Implementation:Sktime Pytorch forecasting EncoderLayer
| Knowledge Sources | |
|---|---|
| Domains | Time_Series, Forecasting, Deep_Learning |
| Last Updated | 2026-02-08 08:00 GMT |
Overview
EncoderLayer is a single encoder block that combines self-attention, cross-attention with a global token mechanism, and a position-wise feedforward network for the TimeXer model.
Description
The EncoderLayer class implements one layer of the TimeXer encoder. It first applies self-attention over the full input (including a global token), then extracts the global token and applies cross-attention between the global token and the cross (exogenous) input. The cross-attended global token is merged back into the sequence, and the result is passed through a two-layer 1D convolutional feedforward network with configurable activation (ReLU or GELU). Layer normalization and residual connections are applied after each sub-block.
Usage
Use EncoderLayer as a building block within the Encoder module for constructing multi-layer TimeXer-style encoders. Each layer refines the patch-level representations through self-attention and enriches the global token via cross-attention with exogenous features before applying a feedforward transformation.

- **Information provided**:
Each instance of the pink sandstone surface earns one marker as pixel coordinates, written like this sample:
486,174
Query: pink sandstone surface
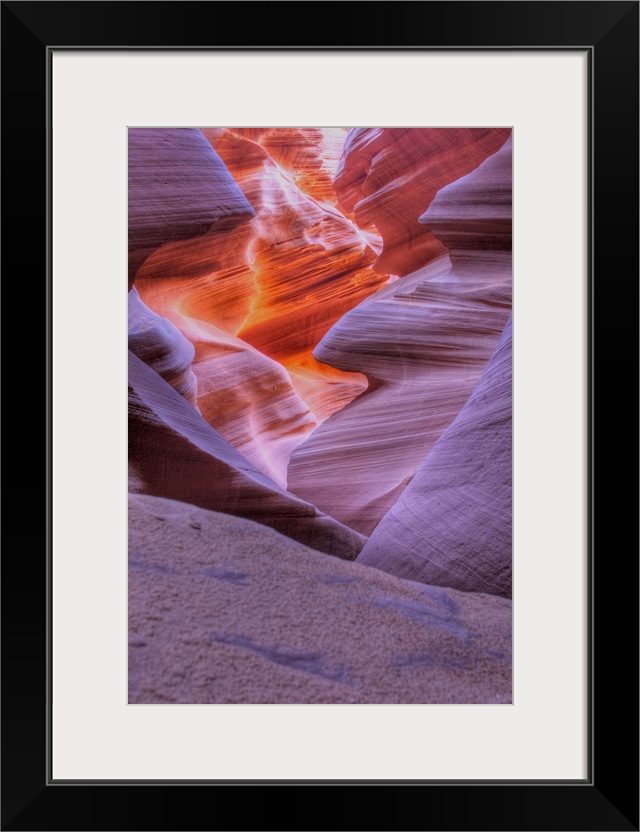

- **Problem details**: Please transcribe the EncoderLayer page from "Implementation:Sktime Pytorch forecasting" to "the TimeXer model.". The lines have nothing to do with the EncoderLayer page.

- **The completed task**:
Implementation:Sktime Pytorch forecasting EncoderLayer
| Knowledge Sources | |
|---|---|
| Domains | Time_Series, Forecasting, Deep_Learning |
| Last Updated | 2026-02-08 08:00 GMT |
Overview
EncoderLayer is a single encoder block that combines self-attention, cross-attention with a global token mechanism, and a position-wise feedforward network for the TimeXer model.